>>>>

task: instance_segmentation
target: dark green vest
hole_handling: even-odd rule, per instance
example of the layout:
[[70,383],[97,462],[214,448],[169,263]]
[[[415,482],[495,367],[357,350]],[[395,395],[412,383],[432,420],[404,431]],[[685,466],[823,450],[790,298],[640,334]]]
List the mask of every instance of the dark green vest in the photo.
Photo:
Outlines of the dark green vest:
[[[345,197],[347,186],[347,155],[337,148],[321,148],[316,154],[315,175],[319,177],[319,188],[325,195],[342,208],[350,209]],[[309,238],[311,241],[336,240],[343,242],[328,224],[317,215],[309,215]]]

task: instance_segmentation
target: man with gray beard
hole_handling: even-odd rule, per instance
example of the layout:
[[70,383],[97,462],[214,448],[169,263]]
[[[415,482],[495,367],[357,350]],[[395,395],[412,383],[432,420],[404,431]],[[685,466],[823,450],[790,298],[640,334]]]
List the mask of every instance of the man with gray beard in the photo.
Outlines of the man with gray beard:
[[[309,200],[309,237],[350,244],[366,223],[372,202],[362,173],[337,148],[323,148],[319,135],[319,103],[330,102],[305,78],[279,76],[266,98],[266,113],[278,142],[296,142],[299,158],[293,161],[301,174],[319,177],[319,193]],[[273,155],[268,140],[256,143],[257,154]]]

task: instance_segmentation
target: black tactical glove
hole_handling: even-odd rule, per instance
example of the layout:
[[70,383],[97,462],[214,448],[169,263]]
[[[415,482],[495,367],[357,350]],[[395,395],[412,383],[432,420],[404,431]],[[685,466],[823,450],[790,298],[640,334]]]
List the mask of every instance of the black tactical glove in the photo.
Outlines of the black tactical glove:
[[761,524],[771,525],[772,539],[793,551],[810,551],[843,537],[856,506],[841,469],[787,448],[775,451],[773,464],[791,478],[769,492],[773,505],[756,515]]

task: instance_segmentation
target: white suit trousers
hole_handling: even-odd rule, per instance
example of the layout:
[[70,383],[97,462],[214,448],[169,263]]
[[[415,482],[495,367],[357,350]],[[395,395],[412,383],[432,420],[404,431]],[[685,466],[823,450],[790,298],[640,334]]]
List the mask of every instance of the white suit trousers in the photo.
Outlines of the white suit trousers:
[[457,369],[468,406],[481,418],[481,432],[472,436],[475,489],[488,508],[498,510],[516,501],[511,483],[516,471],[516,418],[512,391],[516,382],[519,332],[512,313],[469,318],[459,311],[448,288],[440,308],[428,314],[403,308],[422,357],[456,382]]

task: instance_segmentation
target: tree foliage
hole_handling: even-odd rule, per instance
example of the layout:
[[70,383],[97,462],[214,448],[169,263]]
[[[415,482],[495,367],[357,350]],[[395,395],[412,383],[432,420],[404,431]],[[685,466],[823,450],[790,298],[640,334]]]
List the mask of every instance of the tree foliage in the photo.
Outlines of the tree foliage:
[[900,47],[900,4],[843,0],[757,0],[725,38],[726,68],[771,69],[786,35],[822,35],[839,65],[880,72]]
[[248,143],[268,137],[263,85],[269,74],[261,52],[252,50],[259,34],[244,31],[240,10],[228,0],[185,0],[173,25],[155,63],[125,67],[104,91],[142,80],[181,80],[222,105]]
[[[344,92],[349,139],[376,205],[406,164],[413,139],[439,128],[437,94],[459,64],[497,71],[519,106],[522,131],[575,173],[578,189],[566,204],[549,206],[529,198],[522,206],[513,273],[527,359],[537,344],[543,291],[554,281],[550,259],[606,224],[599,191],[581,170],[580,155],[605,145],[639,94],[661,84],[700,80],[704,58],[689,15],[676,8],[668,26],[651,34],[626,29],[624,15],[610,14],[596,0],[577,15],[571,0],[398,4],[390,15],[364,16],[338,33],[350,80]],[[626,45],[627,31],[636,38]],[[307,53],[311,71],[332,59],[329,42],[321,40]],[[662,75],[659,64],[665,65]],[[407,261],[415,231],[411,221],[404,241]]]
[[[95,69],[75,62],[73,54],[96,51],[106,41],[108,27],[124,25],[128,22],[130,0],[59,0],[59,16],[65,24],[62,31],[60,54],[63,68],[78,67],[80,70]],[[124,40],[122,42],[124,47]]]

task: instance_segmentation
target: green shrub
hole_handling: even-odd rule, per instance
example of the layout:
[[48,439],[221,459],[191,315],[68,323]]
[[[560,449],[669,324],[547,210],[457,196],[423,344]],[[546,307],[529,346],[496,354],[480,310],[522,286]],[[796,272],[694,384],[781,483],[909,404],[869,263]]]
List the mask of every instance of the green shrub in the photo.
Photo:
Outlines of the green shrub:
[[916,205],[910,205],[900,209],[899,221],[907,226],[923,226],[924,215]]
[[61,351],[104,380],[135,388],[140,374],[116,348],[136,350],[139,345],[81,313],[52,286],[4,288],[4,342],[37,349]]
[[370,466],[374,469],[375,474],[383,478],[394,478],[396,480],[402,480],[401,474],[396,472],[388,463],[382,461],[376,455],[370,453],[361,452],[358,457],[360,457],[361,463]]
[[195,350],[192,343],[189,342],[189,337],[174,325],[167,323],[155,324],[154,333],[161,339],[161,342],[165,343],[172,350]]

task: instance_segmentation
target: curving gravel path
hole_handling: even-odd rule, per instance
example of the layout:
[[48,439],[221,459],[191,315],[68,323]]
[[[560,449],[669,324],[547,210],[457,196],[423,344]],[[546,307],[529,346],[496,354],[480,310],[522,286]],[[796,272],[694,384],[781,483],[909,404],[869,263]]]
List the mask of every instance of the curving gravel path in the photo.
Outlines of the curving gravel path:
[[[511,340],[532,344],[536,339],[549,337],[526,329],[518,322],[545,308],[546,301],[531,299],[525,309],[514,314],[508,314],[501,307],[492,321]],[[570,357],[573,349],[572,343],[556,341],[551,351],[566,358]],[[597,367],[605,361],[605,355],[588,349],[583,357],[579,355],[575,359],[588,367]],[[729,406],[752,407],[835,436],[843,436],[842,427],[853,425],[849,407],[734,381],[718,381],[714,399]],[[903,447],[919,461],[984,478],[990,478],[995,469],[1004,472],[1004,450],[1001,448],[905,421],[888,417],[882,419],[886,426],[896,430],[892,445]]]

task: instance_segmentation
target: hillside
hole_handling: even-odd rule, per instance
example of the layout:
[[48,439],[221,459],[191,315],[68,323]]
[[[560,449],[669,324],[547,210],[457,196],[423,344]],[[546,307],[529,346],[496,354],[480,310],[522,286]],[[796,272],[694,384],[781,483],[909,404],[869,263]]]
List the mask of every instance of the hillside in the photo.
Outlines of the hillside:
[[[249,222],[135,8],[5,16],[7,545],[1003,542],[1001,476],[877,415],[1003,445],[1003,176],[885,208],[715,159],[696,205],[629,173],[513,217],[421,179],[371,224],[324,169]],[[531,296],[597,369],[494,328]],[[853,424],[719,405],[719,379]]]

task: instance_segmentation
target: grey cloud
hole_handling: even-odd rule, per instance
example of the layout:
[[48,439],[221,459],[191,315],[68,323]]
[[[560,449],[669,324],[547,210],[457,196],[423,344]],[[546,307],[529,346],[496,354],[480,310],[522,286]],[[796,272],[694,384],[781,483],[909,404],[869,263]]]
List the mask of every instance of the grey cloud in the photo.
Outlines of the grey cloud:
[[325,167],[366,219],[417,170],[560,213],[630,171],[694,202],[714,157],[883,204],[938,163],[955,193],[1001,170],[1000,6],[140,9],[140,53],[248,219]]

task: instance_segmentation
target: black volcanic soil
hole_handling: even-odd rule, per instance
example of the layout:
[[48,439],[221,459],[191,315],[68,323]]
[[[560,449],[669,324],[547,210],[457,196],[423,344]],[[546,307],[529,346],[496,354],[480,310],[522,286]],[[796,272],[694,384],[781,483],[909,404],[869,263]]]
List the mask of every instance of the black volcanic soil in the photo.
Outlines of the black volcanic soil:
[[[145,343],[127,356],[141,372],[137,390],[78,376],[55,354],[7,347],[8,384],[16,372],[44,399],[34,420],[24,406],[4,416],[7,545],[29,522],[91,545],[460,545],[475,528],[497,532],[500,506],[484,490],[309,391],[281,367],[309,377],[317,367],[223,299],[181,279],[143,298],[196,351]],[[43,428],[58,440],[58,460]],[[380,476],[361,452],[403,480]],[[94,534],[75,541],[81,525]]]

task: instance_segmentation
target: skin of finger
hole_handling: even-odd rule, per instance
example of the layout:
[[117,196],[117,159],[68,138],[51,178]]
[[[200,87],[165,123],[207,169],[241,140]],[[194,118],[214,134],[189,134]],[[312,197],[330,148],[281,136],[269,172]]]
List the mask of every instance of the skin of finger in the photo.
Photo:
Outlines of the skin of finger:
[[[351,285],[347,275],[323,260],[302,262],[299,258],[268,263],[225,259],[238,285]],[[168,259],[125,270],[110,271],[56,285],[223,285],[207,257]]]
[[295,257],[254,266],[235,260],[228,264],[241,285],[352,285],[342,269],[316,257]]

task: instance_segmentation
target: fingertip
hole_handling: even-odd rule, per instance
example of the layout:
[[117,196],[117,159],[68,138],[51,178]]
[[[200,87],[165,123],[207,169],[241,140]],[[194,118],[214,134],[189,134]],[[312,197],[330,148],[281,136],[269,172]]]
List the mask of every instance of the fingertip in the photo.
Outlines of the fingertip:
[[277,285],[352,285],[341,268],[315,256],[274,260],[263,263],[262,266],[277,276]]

<<<<

# Work to be completed
Please copy, without any change, the lines of the material from the first through the one containing "List the mask of every instance of the man". Write nothing else.

# Written response
task: instance_segmentation
target: dark green vest
hole_handling: even-odd rule, per instance
example of the layout:
[[70,383],[97,462],[214,448],[169,263]]
[[[415,482],[495,367],[357,350]],[[395,395],[412,383],[432,420],[404,431]],[[685,466],[823,450],[790,298],[640,334]]]
List the mask of every instance of the dark green vest in the photo.
Photo:
Outlines of the dark green vest:
[[[345,197],[347,186],[347,155],[337,148],[321,148],[316,154],[315,175],[319,177],[319,188],[325,195],[342,208],[350,209]],[[309,238],[311,241],[336,240],[343,242],[328,224],[317,215],[309,215]]]

task: instance_segmentation
target: man with gray beard
hole_handling: even-odd rule, per instance
example of the layout:
[[70,383],[97,462],[214,448],[169,263]]
[[[415,482],[495,367],[357,350]],[[395,395],[412,383],[432,420],[404,431]],[[685,466],[823,450],[790,298],[640,334]]]
List the mask of every instance of the man with gray beard in the photo.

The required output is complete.